### Reading text
>>
18 June 1998, update. Hugh Gallagher emailed me(!), and said: "I was happy to see my college essay on your site (by the the way, I did send it to colleges)". So that's that Urban Legend laid to rest, then? He also said "... and my first novel, Teeth, was published by Pocket Books this Spring. ... It's a coming of age tale about a guy with really messed up teeth, who goes travelling around the world instead of fixing his mouth." If it's told with anything like the style and wit of what follows, it should be great!
Hugh Gallagher's 'College Essay'
3A. ESSAY: IN ORDER FOR THE ADMISSIONS STAFF OF OUR COLLEGE TO GET TO KNOW YOU, THE APPLICANT, BETTER, WE ASK THAT YOU ANSWER THE FOLLOWING QUESTION:
ARE THERE ANY SIGNIFICANT EXPERIENCES YOU HAVE HAD, OR ACCOMPLISHMENTS YOU HAVE REALIZED, THAT HAVE HELPED TO DEFINE YOU AS A PERSON?
I am a dynamic figure, often seen scaling walls and crushing ice. I have been known to remodel train stations on my lunch breaks, making them more efficient in the area of heat retention. I translate ethnic slurs for Cuban refugees, I write award-winning operas, I manage time efficiently. Occasionally, I tread water for three days in a row.
I woo women with my sensuous and godlike trombone playing, I can pilot bicycles up severe inclines with unflagging speed, and I cook Thirty-Minute Brownies in twenty minutes. I am an expert in stucco, a veteran in love, and an outlaw in Peru.
Using only a hoe and a large glass of water, I once single-handedly defended a small village in the Amazon Basin from a horde of ferocious army ants. I play bluegrass cello, I was scouted by the Mets, I am the subject of numerous documentaries. When I'm bored, I build large suspension bridges in my yard. I enjoy urban hang gliding. On Wednesdays, after school, I repair electrical appliances free of charge.
<<
[Dataset items]
>>
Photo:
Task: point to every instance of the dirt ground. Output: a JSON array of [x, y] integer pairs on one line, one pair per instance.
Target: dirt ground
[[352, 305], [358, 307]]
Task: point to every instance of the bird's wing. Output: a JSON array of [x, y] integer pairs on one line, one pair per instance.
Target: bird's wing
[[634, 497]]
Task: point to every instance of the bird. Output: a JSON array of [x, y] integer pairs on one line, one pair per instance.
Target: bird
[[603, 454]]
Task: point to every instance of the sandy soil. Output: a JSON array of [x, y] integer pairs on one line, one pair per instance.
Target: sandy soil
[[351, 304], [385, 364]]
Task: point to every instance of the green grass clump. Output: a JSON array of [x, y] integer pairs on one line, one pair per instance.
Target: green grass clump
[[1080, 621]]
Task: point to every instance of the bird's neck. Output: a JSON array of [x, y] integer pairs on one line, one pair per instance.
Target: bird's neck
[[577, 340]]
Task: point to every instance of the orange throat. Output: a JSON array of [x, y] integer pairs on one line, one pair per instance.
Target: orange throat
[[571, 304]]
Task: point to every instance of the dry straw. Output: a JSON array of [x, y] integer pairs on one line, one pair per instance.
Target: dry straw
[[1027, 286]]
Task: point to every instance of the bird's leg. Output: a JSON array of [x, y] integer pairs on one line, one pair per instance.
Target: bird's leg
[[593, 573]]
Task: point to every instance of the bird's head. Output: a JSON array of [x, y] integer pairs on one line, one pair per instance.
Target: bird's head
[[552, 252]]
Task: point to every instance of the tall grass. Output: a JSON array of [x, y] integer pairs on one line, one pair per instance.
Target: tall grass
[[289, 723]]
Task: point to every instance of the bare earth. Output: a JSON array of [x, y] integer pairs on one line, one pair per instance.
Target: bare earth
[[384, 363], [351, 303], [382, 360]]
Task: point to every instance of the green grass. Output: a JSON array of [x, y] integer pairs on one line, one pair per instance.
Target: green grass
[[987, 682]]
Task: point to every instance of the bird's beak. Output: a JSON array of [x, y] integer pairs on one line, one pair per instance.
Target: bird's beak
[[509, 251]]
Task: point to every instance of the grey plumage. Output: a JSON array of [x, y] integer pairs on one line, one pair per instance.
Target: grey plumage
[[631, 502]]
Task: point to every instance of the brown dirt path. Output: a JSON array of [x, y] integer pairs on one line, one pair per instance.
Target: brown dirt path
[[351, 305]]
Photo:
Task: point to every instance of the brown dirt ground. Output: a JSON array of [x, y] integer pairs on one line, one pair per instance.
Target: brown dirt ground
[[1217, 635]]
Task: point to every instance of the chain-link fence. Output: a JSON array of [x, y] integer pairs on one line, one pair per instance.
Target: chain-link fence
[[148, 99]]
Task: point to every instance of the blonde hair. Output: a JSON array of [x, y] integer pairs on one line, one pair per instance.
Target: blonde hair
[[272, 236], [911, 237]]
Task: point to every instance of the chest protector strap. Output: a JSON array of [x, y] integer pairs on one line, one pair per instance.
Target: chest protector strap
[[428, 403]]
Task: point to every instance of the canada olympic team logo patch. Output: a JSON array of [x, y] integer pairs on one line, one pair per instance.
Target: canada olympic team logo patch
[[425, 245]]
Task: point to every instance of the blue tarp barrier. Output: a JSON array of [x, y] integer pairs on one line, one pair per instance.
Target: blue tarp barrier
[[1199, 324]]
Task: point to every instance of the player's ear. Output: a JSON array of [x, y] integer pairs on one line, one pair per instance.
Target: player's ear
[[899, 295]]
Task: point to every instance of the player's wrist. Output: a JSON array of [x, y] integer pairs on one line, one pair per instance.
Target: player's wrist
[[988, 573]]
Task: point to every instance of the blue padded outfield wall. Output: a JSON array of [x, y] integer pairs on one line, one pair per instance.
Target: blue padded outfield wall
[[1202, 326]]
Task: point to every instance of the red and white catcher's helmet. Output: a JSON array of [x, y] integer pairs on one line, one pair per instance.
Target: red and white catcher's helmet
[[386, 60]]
<<
### Exercise requirements
Can you carry on the college application essay from its final sentence?

### Task response
I am an abstract artist, a concrete analyst, and a ruthless bookie. Critics worldwide swoon over my original line of corduroy evening wear. I don't perspire. I am a private citizen, yet I receive fan mail. I have been caller number nine and have won the weekend passes. Last summer I toured New Jersey with a traveling centrifugal-force demonstration. I bat 400. My deft floral arrangements have earned me fame in international botany circles. Children trust me.
I can hurl tennis rackets at small moving objects with deadly accuracy. I once read Paradise Lost, Moby Dick, and David Copperfield in one day and still had time to refurbish an entire dining room that evening. I know the exact location of every food item in the supermarket. I have performed several covert operations for the CIA. I sleep once a week; when I do sleep, I sleep in a chair. While on vacation in Canada, I successfully negotiated with a group of terrorists who had seized a small bakery. The laws of physics do not apply to me.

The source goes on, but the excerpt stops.